• **How to complete this task**
When the line with "TARGET = metal post" appears below, start repeating lines exactly, and keep going through the line with "TARGET = yarn pom pom"; add nothing outside that span.

BEGIN Exercise material

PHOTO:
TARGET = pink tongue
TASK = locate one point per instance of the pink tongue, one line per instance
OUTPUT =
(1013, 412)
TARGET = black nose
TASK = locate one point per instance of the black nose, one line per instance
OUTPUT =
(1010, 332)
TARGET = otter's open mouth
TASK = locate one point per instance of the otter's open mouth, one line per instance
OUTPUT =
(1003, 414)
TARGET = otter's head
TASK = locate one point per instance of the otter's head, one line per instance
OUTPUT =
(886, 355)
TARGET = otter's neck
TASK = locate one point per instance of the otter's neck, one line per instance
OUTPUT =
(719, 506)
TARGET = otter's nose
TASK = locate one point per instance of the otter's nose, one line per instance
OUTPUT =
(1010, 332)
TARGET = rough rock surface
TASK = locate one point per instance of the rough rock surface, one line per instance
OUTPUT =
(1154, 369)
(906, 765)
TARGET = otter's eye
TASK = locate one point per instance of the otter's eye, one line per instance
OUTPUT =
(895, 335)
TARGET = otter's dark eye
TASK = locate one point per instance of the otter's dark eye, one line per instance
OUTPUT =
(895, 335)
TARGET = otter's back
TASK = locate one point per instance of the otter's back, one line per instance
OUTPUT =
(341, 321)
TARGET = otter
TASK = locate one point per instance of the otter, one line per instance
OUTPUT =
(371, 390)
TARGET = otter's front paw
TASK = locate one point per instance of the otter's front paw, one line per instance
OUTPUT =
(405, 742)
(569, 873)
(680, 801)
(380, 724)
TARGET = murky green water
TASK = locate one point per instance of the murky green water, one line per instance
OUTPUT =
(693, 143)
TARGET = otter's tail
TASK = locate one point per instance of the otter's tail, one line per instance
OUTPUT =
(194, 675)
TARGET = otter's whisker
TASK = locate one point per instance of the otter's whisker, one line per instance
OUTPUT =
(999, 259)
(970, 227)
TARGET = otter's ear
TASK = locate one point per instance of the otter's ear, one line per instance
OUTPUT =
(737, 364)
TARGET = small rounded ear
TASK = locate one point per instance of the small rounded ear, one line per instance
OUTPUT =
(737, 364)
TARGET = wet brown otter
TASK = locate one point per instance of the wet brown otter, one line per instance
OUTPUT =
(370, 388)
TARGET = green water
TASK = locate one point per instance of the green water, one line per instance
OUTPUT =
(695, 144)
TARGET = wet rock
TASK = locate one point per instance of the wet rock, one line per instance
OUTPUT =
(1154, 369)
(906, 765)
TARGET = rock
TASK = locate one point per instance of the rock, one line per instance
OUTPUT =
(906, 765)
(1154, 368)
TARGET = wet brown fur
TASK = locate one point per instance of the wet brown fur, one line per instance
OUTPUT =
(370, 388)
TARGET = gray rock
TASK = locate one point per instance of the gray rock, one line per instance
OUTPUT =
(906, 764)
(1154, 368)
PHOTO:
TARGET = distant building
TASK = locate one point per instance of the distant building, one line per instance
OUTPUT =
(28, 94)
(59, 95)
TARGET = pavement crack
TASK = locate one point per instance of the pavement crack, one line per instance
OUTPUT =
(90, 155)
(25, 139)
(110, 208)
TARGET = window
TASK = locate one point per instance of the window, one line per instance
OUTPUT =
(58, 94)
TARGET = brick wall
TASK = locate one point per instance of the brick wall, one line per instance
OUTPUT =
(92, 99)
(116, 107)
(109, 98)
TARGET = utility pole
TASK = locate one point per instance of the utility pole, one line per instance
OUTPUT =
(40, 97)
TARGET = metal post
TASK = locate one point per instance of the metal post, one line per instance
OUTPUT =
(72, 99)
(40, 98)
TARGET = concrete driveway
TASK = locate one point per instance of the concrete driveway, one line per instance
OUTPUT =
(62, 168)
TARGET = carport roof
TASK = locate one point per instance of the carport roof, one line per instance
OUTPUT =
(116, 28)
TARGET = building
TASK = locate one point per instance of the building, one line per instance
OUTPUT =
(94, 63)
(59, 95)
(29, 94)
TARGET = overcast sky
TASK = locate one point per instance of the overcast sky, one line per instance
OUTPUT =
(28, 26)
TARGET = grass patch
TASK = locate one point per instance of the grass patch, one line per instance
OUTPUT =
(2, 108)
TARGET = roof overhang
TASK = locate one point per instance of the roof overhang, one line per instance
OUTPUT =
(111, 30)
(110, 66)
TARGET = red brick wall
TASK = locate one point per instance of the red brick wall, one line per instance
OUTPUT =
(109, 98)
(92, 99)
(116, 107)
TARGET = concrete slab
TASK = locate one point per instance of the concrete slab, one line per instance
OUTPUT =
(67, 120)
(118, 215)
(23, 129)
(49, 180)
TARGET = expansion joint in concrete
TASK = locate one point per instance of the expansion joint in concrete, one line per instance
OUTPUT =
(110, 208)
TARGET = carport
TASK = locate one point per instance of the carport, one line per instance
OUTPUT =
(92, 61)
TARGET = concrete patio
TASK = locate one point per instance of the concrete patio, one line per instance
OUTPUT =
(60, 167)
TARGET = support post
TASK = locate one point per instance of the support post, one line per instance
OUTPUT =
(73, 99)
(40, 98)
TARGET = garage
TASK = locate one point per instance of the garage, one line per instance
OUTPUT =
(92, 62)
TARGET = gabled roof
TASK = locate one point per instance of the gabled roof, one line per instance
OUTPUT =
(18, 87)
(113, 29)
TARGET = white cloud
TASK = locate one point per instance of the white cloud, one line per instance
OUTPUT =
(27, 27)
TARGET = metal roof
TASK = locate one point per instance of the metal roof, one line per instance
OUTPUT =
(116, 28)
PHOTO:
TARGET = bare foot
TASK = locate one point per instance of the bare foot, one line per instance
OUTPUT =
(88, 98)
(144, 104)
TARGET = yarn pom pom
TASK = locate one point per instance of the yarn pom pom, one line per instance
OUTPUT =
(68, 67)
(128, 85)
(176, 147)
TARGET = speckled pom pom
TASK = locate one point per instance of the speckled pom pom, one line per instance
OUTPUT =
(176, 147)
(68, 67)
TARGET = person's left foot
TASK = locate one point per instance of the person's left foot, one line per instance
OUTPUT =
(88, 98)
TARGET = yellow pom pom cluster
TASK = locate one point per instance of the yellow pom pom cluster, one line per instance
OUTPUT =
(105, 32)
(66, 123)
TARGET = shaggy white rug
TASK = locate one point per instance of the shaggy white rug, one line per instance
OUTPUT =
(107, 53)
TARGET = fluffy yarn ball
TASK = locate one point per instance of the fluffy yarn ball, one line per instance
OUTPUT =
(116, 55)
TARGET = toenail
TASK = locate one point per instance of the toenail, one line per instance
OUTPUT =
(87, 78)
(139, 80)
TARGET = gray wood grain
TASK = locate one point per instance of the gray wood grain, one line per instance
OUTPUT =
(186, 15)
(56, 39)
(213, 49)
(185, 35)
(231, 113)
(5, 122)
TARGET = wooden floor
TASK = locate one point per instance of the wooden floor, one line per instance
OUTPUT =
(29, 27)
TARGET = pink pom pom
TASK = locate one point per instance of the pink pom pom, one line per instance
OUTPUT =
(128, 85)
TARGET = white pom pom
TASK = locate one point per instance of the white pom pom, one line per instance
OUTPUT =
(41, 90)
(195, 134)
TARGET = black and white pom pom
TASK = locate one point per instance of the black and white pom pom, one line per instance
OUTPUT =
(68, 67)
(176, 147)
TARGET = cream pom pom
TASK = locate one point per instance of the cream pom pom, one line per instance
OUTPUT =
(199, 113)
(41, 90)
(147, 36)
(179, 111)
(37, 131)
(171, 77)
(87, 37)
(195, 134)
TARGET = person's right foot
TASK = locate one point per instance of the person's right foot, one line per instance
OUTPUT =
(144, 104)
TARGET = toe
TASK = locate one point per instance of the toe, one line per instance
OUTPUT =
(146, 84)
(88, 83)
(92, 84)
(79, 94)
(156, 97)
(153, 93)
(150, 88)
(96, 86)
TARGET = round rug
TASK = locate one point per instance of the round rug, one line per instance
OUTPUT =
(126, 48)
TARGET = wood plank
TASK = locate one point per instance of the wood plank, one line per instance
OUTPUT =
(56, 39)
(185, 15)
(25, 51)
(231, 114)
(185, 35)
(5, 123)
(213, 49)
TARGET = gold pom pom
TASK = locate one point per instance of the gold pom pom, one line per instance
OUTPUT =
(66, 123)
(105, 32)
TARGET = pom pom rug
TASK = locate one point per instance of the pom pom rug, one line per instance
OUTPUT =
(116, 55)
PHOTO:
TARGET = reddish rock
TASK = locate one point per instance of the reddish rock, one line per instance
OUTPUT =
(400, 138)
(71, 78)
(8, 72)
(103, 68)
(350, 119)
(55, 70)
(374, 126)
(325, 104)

END Exercise material

• **Reply**
TARGET = metal post
TASK = locate one point per instance of the metal post, one line per instance
OUTPUT =
(72, 99)
(40, 98)
TARGET = concrete driveway
TASK = locate one point per instance of the concrete driveway, one line per instance
OUTPUT =
(62, 168)
TARGET = carport roof
TASK = locate one point per instance of the carport roof, one line per instance
OUTPUT =
(116, 28)
TARGET = building
TASK = locate one point per instance of the building, one line per instance
OUTPUT =
(94, 63)
(59, 95)
(29, 94)
TARGET = overcast sky
TASK = locate one point per instance of the overcast sky, one line per instance
OUTPUT =
(28, 26)
TARGET = grass patch
TASK = locate one point per instance of the grass patch, one line per instance
OUTPUT =
(2, 108)
TARGET = roof overhang
TASK = locate one point per instance of the roof overhang, one line per instance
OUTPUT =
(111, 30)
(110, 66)
TARGET = red brick wall
TASK = locate one point per instance of the red brick wall, one line per instance
OUTPUT =
(109, 98)
(92, 99)
(116, 107)
TARGET = concrete slab
TASK = locate one point per instance of the concrete slab, one line per instance
OUTPUT =
(67, 120)
(118, 215)
(23, 129)
(49, 180)
TARGET = expansion joint in concrete
TASK = locate one point per instance of the expansion joint in concrete, one line per instance
OUTPUT =
(110, 208)
TARGET = carport
TASK = locate one point per instance of the carport, one line per instance
OUTPUT =
(92, 61)
TARGET = concrete patio
TASK = locate one point per instance of the concrete patio, one line per instance
OUTPUT =
(60, 167)
TARGET = support post
TASK = locate one point per instance of the support post, one line per instance
OUTPUT =
(73, 99)
(40, 98)
TARGET = garage
TASK = locate one point per instance of the garage, one line per instance
OUTPUT =
(92, 62)
TARGET = gabled roof
TASK = locate one point per instance of the gabled roof, one line per instance
OUTPUT =
(18, 87)
(113, 29)
TARGET = white cloud
TASK = locate one point per instance of the white cloud, one line per instance
OUTPUT =
(27, 27)
TARGET = metal roof
TASK = locate one point per instance of the metal roof, one line per instance
OUTPUT =
(116, 28)
PHOTO:
TARGET = bare foot
TASK = locate one point per instance of the bare foot, one line per instance
OUTPUT =
(88, 98)
(144, 104)
TARGET = yarn pom pom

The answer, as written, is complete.